* **Problem to work on**:
Of the material below, the lines to be retyped are those from the line containing "Format — one point per instance, like (50,121)" through the line containing "Task — for every instance of the overcast", inclusive; reproduce them exactly.

* **Provided entries**:
######

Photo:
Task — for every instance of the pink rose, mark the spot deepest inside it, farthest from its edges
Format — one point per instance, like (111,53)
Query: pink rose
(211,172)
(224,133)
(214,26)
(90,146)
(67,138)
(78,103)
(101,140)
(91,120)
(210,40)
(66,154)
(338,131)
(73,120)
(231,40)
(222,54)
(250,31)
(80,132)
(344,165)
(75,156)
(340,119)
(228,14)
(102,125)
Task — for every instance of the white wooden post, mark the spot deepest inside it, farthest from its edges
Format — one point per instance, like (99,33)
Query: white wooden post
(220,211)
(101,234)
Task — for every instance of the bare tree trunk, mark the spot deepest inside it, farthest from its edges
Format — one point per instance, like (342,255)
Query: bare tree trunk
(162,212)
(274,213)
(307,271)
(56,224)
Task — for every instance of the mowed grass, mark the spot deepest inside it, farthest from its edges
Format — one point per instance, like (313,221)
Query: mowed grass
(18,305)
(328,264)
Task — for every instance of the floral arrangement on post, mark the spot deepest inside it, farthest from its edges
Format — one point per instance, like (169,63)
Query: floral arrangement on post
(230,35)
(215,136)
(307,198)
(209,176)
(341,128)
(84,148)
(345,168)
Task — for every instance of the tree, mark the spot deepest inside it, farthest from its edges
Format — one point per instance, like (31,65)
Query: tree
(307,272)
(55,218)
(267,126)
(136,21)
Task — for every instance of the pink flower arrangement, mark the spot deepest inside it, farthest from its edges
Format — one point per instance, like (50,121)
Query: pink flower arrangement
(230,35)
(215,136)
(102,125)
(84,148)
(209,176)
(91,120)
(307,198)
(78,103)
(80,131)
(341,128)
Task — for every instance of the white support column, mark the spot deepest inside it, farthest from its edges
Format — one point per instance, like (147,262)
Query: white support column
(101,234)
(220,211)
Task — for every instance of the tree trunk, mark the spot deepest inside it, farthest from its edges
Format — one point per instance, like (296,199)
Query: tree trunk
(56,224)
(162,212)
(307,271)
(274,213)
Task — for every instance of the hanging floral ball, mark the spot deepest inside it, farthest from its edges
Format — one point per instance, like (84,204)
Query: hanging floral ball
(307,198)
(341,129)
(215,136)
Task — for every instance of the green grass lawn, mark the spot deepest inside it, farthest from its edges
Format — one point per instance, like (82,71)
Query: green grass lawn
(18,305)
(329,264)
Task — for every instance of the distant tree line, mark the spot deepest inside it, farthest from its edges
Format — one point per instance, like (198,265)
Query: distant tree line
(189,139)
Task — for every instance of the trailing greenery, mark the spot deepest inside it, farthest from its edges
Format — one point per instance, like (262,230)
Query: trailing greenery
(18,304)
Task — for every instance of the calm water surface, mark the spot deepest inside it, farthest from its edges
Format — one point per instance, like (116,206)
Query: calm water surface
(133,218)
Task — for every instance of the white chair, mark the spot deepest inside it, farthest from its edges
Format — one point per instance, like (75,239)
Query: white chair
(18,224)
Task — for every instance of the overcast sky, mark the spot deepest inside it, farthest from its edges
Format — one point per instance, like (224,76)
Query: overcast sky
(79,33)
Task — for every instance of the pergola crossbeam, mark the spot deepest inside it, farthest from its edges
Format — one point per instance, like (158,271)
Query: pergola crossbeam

######

* **Solution to the exercise**:
Format — one point per instance, like (50,121)
Query: pink flower arrangement
(230,35)
(215,136)
(102,125)
(84,148)
(209,176)
(91,120)
(307,198)
(78,103)
(80,131)
(341,128)
Task — for every instance of the white support column, mark the spot deepest inside it, farthest from its edges
Format — one point per instance, like (147,262)
Query: white support column
(101,234)
(220,211)
Task — for every instance of the tree trunk, mark the spot deepest inside it, farthest from its edges
Format — one point per instance, like (296,199)
Query: tree trunk
(56,224)
(162,212)
(307,271)
(274,213)
Task — for every instance of the hanging floral ball, mark the spot deepest inside it, farthest from its edges
Format — one point per instance, like (84,204)
Query: hanging floral ball
(307,198)
(341,129)
(215,136)
Task — for every instance of the green grass lawn, mark the spot deepest inside it, farthest from its edges
Format — one point per instance, like (82,71)
Query: green grass lawn
(18,305)
(329,264)
Task — for every instance of the distant tree line, mark the spot deepest inside it, farthest from its edges
Format — one point per instance, like (198,265)
Query: distant tree line
(189,139)
Task — for every instance of the trailing greenery, mark the spot deepest inside it, farthest from its edges
Format — one point per instance, like (262,230)
Query: trailing greenery
(18,304)
Task — for every instance of the calm water surface, mark the spot deepest inside it, farthest from its edges
Format — one point per instance, like (116,206)
Query: calm water surface
(133,218)
Task — for every instance of the white chair, mark the spot deepest inside it, farthest from its edges
Format — one point per instance, like (75,239)
Query: white chair
(18,224)
Task — for every instance of the overcast sky, mark the spot deepest inside it, farthest from its edges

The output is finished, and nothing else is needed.